▸ What you should do: Identify each line in the listing below that contains the word "picture", and reproduce every such line in full.

▸ Rows:
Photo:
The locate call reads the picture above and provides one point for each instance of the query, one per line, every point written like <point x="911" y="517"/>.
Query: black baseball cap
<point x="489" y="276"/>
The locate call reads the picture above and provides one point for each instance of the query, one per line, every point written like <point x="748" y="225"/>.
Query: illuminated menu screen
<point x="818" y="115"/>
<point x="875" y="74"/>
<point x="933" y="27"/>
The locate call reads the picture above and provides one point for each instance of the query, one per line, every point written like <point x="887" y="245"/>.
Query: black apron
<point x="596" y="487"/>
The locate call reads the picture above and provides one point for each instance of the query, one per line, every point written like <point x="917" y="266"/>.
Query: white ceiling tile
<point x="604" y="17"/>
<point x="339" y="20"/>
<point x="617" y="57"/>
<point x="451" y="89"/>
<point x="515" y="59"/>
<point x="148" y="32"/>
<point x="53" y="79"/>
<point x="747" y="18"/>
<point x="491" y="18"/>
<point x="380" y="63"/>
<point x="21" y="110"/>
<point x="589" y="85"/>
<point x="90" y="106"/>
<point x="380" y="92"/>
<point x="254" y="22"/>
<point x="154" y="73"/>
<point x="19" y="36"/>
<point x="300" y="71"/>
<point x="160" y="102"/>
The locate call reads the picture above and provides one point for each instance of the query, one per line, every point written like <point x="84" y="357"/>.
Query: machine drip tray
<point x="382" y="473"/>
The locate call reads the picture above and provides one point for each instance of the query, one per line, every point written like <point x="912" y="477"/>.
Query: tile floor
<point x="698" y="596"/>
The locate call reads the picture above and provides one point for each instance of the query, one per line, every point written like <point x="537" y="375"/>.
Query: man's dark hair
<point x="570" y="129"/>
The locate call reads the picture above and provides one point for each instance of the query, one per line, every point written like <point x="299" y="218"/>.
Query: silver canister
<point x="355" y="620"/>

▸ Completed exercise:
The locate call reads the picture above and provides one point for each instance of the query, one per line, every point written like <point x="911" y="517"/>.
The locate call reads the picture above and provides one point for each instance of the query, one per line, every point written like <point x="748" y="225"/>.
The locate call reads the picture above and provides one point for each instance of the query, one per line, every point written like <point x="887" y="245"/>.
The locate call reads the picture above and provides one point for each instance of the query, one per line, every point written like <point x="917" y="266"/>.
The locate call reads the picture above and provides one point for each instance of the query, one per line, every point written like <point x="84" y="357"/>.
The locate call reads the picture above and provides one point for each instance of the query, one per line, every point written like <point x="912" y="477"/>.
The locate call reads the picture above and provides one point for each instance of the query, one per line, every point written like <point x="537" y="375"/>.
The locate call reads the picture above and provides one point for each instance of the query, one per line, every point written like <point x="299" y="218"/>.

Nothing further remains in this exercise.